Transcribe all the material exactly. Leave every line as it is.

===== Given entries

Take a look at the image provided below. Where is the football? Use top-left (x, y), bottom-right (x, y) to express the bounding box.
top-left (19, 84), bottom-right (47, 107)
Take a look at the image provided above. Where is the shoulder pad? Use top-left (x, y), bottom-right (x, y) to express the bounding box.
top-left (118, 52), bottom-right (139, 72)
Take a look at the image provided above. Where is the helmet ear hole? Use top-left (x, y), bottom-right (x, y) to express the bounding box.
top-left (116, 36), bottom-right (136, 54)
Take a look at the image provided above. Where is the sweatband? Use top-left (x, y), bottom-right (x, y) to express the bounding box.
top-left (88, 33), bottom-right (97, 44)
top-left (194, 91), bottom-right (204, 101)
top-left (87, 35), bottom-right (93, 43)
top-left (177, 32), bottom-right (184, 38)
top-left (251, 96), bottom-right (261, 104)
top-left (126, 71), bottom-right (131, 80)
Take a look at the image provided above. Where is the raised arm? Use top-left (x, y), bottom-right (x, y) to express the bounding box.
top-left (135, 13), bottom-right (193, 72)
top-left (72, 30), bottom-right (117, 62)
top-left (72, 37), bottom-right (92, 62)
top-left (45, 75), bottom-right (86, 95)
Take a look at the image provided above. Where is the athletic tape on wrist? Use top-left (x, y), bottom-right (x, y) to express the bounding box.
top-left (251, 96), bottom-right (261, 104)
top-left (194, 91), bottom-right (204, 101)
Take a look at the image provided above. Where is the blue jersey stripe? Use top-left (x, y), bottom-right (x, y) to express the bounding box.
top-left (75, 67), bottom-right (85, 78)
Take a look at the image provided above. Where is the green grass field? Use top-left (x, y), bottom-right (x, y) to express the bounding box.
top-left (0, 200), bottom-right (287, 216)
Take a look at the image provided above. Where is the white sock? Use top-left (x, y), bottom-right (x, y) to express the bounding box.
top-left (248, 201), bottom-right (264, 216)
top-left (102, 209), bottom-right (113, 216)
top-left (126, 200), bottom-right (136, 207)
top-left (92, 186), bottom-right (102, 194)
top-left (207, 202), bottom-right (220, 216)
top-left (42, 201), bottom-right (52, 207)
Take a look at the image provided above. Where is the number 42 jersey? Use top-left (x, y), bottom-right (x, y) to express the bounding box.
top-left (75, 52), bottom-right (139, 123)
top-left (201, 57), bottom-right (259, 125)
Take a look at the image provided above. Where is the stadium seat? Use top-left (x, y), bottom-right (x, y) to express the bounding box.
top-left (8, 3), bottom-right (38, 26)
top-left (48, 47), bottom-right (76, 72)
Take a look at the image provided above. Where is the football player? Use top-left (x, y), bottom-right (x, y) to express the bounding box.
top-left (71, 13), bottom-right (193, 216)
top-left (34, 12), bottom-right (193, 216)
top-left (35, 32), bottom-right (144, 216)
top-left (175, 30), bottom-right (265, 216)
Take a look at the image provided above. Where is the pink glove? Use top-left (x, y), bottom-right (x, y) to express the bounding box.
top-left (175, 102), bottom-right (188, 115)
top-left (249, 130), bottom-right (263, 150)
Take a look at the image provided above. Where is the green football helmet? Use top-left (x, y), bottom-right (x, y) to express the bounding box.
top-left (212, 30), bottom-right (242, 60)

==========

** Reply to the task **
Take a look at the image provided below. Where is the football? Use top-left (x, y), bottom-right (x, y) to express the bounding box.
top-left (19, 84), bottom-right (47, 107)
Take a look at the image provided above. Where is the shoulder pad? Use top-left (x, y), bottom-right (x, y) to express the bounding box.
top-left (118, 52), bottom-right (139, 72)
Take a look at the image provided above. Where is the helmet ear hole? Use top-left (x, y), bottom-right (x, y) to express the bounding box.
top-left (116, 36), bottom-right (136, 54)
Take a look at the image provided above. Where is the sweatband? Use top-left (x, y), bottom-right (x, y) to express the bounding box.
top-left (88, 33), bottom-right (97, 44)
top-left (194, 91), bottom-right (204, 101)
top-left (87, 35), bottom-right (93, 43)
top-left (177, 32), bottom-right (184, 38)
top-left (251, 96), bottom-right (261, 104)
top-left (126, 71), bottom-right (131, 80)
Take a look at the image provided above. Where is the raised arm? Use top-left (x, y), bottom-right (x, y) to express the bounding box.
top-left (135, 13), bottom-right (193, 72)
top-left (72, 30), bottom-right (117, 62)
top-left (72, 37), bottom-right (92, 62)
top-left (45, 75), bottom-right (86, 95)
Take a look at the image provided above. Where is the athletic tape on wrist? Use top-left (x, y), bottom-right (x, y) to express the bounding box.
top-left (251, 96), bottom-right (261, 104)
top-left (194, 91), bottom-right (204, 101)
Take a look at the image provided above. Where is the blue jersey stripe? Use top-left (x, y), bottom-right (x, y) to express the bounding box.
top-left (75, 67), bottom-right (85, 78)
Take a look at the image provided above. Where is the green grass field? Use top-left (x, y), bottom-right (x, y) to express the bounding box.
top-left (0, 200), bottom-right (287, 216)
Take a look at the image provided above. Where is the white sock? Use top-left (x, y), bottom-right (x, y) to express the bounding box.
top-left (248, 201), bottom-right (264, 216)
top-left (102, 209), bottom-right (113, 216)
top-left (126, 200), bottom-right (136, 207)
top-left (92, 186), bottom-right (102, 194)
top-left (207, 202), bottom-right (220, 216)
top-left (42, 201), bottom-right (52, 207)
Take a look at the image provided above. Where is the number 42 jersey? Use top-left (x, y), bottom-right (x, y) to express the bounding box.
top-left (75, 52), bottom-right (139, 123)
top-left (201, 57), bottom-right (259, 125)
Take a look at the image provided above. Where is the stadium seat? Use top-left (x, y), bottom-right (x, y) to express the bounding box.
top-left (8, 3), bottom-right (38, 26)
top-left (48, 47), bottom-right (76, 72)
Take a look at the image provided above. Where is the football player? Use top-left (x, y), bottom-right (x, y) to express the bounding box.
top-left (71, 13), bottom-right (193, 216)
top-left (34, 12), bottom-right (193, 216)
top-left (35, 32), bottom-right (144, 216)
top-left (175, 30), bottom-right (265, 216)
Take a look at the image provided above. Where is the pink glove? Use top-left (x, y), bottom-right (x, y) to express the bounding box.
top-left (175, 102), bottom-right (188, 115)
top-left (249, 130), bottom-right (263, 150)
Take a look at the image provided above. Where is the green football helmet? Use top-left (x, y), bottom-right (x, y) to express the bounding box.
top-left (212, 30), bottom-right (242, 60)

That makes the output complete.